**INSTRUCTIONS FOR THE TASK**
List every line of the material below that contains the word "bird".

**RAW RECORDS**
[BEGIN]

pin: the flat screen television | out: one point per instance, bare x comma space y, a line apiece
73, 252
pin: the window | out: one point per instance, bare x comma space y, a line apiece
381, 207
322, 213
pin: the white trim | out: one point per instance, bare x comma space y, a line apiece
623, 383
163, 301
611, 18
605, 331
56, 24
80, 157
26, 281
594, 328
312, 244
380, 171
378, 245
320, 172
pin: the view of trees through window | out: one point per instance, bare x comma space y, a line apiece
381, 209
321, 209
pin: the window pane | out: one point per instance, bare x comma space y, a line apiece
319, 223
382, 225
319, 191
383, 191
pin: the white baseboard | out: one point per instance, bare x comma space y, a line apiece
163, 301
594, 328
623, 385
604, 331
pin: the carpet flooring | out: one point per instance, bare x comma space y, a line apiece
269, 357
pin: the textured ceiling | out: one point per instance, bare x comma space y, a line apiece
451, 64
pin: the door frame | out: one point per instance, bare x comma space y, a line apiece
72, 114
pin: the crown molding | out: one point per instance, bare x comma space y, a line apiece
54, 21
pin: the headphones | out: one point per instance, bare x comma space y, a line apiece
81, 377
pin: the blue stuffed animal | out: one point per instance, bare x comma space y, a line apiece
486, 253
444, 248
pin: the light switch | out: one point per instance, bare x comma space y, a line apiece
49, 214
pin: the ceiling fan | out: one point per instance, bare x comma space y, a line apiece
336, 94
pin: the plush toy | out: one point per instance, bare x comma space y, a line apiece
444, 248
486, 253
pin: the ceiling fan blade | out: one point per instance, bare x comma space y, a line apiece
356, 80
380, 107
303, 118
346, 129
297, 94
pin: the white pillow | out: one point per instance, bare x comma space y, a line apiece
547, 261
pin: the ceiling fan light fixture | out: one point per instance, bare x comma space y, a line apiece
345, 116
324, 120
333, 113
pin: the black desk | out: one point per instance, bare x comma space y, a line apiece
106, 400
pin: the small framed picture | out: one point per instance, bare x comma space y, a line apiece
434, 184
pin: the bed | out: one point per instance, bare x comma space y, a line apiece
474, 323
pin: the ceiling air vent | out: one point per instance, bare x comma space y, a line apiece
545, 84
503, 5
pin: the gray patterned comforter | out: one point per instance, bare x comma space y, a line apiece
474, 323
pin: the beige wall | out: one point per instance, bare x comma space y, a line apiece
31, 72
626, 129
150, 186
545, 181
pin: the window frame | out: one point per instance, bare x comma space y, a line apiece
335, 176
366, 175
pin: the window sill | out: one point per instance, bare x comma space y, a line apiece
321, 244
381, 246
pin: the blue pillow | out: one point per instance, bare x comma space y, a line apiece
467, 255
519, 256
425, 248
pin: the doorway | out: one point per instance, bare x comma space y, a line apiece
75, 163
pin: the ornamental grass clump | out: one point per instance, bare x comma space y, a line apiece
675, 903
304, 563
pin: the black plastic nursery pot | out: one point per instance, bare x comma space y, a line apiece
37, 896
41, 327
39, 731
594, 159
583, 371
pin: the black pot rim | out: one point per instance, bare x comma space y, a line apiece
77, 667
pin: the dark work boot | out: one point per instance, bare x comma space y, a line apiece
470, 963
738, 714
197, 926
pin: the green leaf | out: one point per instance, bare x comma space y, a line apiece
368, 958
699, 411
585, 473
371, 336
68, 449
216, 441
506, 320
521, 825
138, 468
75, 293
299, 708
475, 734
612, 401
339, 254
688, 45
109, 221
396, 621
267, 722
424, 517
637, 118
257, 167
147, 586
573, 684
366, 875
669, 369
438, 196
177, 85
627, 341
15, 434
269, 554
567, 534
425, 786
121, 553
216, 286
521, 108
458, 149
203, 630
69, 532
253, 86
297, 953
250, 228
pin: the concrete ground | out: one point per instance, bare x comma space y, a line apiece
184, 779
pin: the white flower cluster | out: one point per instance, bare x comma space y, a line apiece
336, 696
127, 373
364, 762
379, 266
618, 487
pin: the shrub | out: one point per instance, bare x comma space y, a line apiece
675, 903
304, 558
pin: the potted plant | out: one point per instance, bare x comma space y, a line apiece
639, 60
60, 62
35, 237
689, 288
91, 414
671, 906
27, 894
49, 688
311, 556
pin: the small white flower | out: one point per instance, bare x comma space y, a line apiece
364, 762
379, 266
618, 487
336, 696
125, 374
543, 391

[END]
[BEGIN]

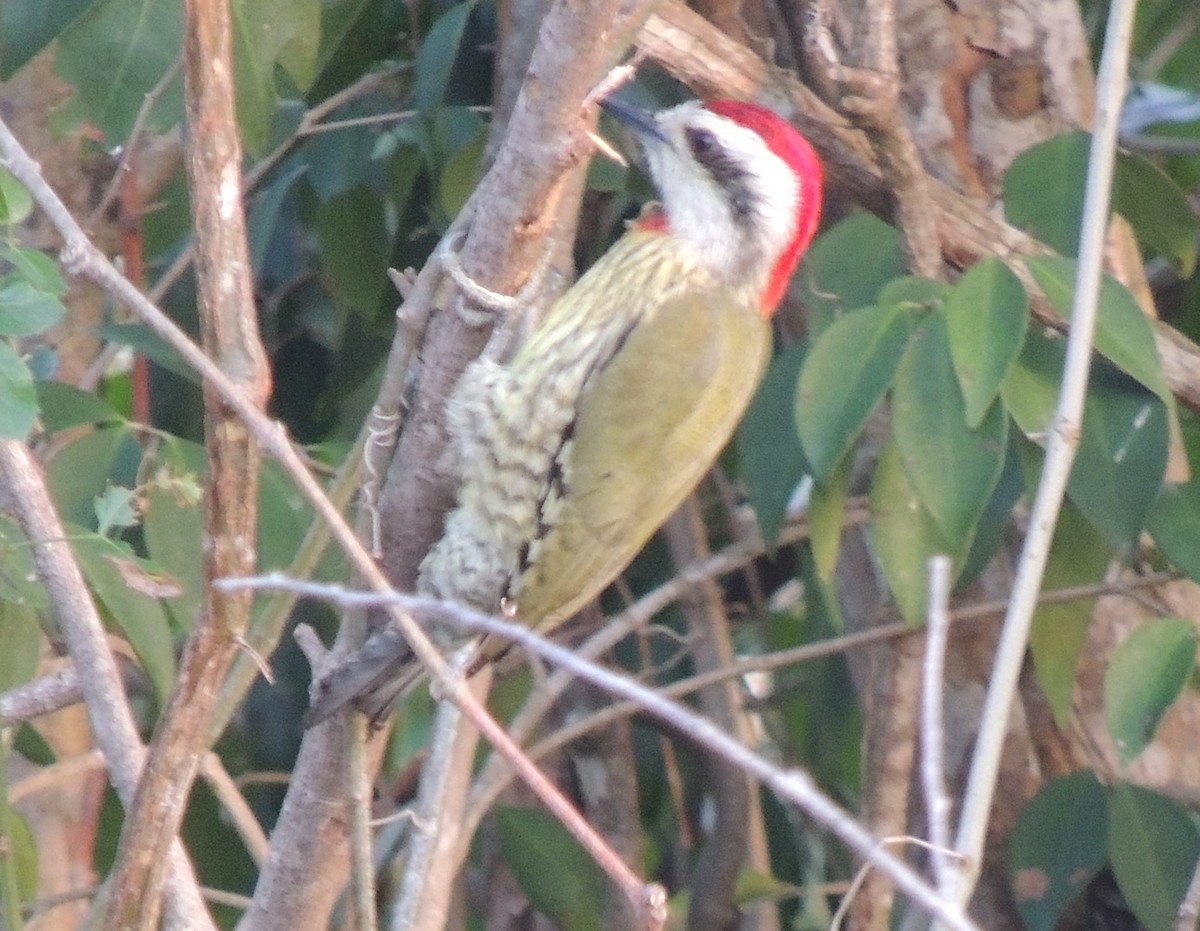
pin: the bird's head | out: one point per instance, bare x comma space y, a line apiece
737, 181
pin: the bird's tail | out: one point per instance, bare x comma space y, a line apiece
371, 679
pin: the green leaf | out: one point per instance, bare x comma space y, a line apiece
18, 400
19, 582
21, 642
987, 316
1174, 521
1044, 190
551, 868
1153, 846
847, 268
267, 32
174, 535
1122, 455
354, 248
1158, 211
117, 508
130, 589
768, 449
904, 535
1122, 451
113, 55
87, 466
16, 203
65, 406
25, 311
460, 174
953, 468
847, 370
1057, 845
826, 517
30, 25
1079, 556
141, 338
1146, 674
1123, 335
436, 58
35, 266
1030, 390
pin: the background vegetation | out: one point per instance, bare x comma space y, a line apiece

[END]
[BEGIN]

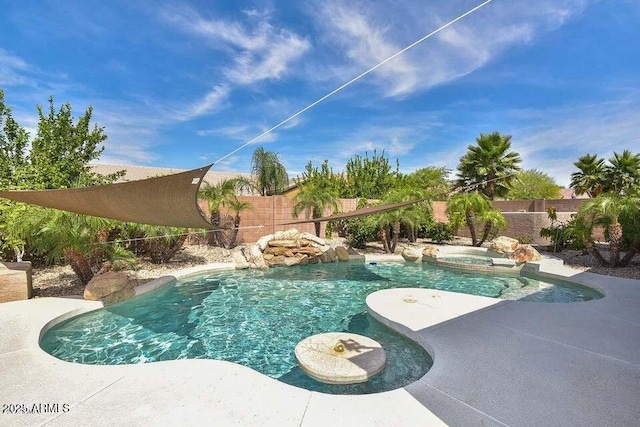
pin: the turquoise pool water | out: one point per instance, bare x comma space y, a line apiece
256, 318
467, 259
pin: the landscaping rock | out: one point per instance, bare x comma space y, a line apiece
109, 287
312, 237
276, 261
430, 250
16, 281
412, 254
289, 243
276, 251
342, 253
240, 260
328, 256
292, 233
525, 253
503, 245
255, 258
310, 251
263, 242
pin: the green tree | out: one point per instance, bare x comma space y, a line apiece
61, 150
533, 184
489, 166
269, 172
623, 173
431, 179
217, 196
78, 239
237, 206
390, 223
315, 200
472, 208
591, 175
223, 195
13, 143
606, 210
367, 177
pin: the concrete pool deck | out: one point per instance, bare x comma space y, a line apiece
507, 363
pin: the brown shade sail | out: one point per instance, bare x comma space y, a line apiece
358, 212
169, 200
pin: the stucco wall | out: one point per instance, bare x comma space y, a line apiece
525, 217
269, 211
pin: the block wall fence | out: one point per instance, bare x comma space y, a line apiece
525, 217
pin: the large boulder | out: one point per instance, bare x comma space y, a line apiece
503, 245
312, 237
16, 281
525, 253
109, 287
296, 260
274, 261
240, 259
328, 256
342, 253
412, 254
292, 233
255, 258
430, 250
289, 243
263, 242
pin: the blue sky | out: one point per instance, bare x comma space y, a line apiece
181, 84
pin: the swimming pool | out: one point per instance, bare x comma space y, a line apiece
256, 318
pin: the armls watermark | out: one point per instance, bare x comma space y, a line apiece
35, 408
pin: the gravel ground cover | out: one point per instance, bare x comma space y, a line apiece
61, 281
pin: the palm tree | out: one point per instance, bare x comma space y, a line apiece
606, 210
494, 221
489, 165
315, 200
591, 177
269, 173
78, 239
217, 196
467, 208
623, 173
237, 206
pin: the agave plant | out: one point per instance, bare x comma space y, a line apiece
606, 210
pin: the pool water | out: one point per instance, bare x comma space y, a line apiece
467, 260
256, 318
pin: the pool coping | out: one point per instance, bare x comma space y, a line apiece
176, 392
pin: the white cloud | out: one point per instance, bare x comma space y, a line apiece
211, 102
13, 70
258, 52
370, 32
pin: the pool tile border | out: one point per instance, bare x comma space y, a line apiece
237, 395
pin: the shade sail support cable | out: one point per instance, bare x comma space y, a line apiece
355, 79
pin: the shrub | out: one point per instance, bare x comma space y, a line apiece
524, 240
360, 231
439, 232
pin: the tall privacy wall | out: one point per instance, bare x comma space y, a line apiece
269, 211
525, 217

[END]

**EXERCISE RESULT**
pin: the bird's head | out: one point per instance, bare x comma space y, a line apiece
pin: the bird's tail | out: one point per instance, bare x comma space y, a line apiece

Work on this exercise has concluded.